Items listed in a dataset
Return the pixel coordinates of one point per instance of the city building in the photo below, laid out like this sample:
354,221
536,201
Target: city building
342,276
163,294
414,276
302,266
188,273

* What is required *
Please give the entries above again in full, exactly as written.

* Exercise response *
Return the pixel coordinates of one point per instance of the city building in the photo below, laid out like this sample:
354,221
536,201
Target: city building
342,276
163,294
414,276
302,266
188,273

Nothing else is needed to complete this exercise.